Document segment:
Segment Open

The Akan drum is the oldest African-American object in the British Museum, brought from West Africa to the Colony of Virginia as part of the slave trade around 1735.

‘Akan’ refers to an ethnic group from West Africa. Its culture is most apparent today in Ghana.

The Akan drum was acquired by Sir Hans Sloane, whose collection formed the basis of the British Museum when it was founded in 1753.

Broadcaster, playwright, and British Museum Trustee, Bonnie Greer, has been involved in the creation of the display, which focuses on two main themes – the Transatlantic Slave Trade and the origins of African-American music.

“First of all it is the oldest African-American object in existence,” the trustee said. “It is an ancestor in a way that African peoples understand ancestors because it made their crossing,” the trustee.

The first part of the display describes the journey of the drum from Ghana to the Colony of Virginia, relating the suffering and displacement of peoples as a result of the Transatlantic Slave Trade.

This journey would have typically included the practice of ‘dancing the slaves’, where enslaved Africans were forcibly exercised on board the slave ships, a practice in which it is likely this drum would have played a part.

The trustee said that the drum was probably used for the so-called ‘Dance of the slaves’. “It is very difficult for us now to take on board now that these people, who were stolen and sold on the West Coast of Africa, were basically merchandise, they were like horses or fine cars, and you had to keep them moving so if you can imagine people being underground on a ship,” the trustee added.

A grotty little wooden ship on a terrible Atlantic journey, having to be brought upstairs to get some fresh air, not to be depressed, to fight disease, because the minute they got off the ship in Virginia they would have been put in a holding pen and then put up to be sold.

So this drum enabled them to remember, to hold on to some kind of connection with the old country.

Devorah Romanek, the curator of the North American Collections at the museum said the knowledge about the slave trade is especially very important because “… the history is very painful and people should know it to understand their contemporary existence in terms of the trans-Atlantic slave trade but it’s also something to be celebrated and people should understand that and sort of make their connection that history can be like that, can be incredibly painful and really also something to celebrate.”

The Akan drum is made of wood (Cordia and Baphia varieties, both native to Africa), vegetable fibre and deer-skin. The drum today symbolises the importance of music in African-America, both now and at the time of the slave trade.

Segment Closed

Tasks for this exercise:
A. Extract from the article on the Akan drum the stretch from "The trustee said that" through "to be sold.".
B. What materials does the article on the Akan drum say the drum is made of?
C. For each statement, say whether it agrees with the article on the Akan drum, and quote the words that decide it:
(i) The drum was acquired by Sir Hans Sloane.
(ii) The British Museum was founded in 1735.
(iii) Devorah Romanek is a British Museum Trustee.
The lines that come after this note are not needed.

(Stored data entries)
Segment Open

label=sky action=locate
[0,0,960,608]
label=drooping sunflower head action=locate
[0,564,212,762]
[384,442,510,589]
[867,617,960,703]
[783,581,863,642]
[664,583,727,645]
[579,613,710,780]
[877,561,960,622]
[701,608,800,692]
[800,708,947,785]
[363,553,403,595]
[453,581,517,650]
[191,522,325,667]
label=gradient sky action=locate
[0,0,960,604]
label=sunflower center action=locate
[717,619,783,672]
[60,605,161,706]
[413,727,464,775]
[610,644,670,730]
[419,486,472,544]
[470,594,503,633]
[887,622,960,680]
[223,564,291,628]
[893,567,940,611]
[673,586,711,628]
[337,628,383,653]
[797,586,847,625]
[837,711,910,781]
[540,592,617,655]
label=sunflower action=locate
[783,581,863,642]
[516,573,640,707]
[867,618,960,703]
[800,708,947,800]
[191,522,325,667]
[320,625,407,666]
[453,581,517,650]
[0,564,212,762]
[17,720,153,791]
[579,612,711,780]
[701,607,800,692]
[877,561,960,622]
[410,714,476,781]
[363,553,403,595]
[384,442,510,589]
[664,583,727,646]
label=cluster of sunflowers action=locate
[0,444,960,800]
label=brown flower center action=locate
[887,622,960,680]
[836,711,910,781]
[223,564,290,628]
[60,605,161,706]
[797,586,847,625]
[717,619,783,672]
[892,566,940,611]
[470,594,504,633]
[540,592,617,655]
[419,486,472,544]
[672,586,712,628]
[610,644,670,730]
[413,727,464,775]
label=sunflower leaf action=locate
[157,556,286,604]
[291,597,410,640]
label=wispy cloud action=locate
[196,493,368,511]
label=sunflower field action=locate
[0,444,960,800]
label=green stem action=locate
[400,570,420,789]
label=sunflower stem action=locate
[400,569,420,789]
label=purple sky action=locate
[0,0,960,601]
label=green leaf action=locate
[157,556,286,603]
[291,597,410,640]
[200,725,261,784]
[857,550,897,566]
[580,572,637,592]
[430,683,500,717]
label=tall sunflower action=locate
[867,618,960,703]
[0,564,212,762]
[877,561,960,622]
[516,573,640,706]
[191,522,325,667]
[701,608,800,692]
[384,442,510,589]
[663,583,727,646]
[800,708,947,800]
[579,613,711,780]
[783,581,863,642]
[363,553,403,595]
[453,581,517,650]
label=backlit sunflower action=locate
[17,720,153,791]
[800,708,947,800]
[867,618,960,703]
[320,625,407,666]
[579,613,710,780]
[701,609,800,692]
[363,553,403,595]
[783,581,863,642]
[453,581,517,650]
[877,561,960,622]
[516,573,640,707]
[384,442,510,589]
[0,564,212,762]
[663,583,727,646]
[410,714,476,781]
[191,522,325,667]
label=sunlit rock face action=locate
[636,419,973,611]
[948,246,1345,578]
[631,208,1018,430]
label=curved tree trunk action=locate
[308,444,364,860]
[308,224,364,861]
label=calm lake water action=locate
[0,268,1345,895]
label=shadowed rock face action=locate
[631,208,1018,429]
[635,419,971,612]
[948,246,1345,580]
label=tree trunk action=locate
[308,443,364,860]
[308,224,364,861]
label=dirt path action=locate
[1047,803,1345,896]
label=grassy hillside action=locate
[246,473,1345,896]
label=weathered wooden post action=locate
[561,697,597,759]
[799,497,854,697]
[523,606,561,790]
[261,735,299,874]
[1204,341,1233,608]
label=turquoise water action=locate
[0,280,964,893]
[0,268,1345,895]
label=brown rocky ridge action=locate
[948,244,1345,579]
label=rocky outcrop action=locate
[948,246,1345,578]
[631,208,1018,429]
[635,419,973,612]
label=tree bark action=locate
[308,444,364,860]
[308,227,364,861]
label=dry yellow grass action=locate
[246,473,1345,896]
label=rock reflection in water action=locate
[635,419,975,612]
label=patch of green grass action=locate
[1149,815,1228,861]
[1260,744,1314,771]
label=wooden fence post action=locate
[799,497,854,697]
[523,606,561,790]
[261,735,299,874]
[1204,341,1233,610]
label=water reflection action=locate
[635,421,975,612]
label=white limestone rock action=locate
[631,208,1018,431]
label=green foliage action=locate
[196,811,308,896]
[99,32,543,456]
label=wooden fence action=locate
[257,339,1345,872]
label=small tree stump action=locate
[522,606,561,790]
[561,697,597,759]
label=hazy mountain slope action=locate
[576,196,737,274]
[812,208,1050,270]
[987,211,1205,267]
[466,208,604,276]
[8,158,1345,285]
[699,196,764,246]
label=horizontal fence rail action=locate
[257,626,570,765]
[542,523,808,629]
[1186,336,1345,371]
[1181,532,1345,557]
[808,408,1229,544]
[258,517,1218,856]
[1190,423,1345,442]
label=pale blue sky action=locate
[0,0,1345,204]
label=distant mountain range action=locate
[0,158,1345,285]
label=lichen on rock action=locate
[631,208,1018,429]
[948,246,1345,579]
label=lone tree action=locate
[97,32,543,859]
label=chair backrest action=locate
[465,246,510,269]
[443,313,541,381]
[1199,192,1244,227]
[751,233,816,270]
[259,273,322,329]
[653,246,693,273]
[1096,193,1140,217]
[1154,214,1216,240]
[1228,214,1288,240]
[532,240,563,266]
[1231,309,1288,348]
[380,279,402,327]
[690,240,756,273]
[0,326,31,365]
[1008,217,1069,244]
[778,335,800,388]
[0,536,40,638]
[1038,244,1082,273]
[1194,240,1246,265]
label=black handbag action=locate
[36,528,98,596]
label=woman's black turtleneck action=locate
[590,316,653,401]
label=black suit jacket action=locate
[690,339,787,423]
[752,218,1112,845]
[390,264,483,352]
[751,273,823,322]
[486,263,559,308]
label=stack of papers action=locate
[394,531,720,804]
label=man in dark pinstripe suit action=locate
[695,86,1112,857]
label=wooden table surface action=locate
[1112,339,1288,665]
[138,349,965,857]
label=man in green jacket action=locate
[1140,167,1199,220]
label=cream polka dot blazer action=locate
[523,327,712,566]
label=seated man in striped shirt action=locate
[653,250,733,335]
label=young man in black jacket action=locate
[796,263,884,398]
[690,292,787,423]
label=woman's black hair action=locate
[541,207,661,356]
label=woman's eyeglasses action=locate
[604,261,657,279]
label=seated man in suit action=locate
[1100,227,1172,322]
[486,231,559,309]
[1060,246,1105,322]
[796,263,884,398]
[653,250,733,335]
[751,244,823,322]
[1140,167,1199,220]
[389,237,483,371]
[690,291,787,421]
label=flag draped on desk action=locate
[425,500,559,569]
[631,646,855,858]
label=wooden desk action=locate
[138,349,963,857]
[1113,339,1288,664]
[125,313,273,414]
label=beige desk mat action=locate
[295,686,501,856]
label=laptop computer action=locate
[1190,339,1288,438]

Segment Closed

Answers to the exercise:
A.
The trustee said that the drum was probably used for the so-called ‘Dance of the slaves’. “It is very difficult for us now to take on board now that these people, who were stolen and sold on the West Coast of Africa, were basically merchandise, they were like horses or fine cars, and you had to keep them moving so if you can imagine people being underground on a ship,” the trustee added.

A grotty little wooden ship on a terrible Atlantic journey, having to be brought upstairs to get some fresh air, not to be depressed, to fight disease, because the minute they got off the ship in Virginia they would have been put in a holding pen and then put up to be sold.

B.
- Wood (Cordia and Baphia varieties)
- Vegetable fibre
- Deer-skin

C.
(i) Yes: "The Akan drum was acquired by Sir Hans Sloane"
(ii) No: "when it was founded in 1753"
(iii) No: "Devorah Romanek, the curator of the North American Collections at the museum"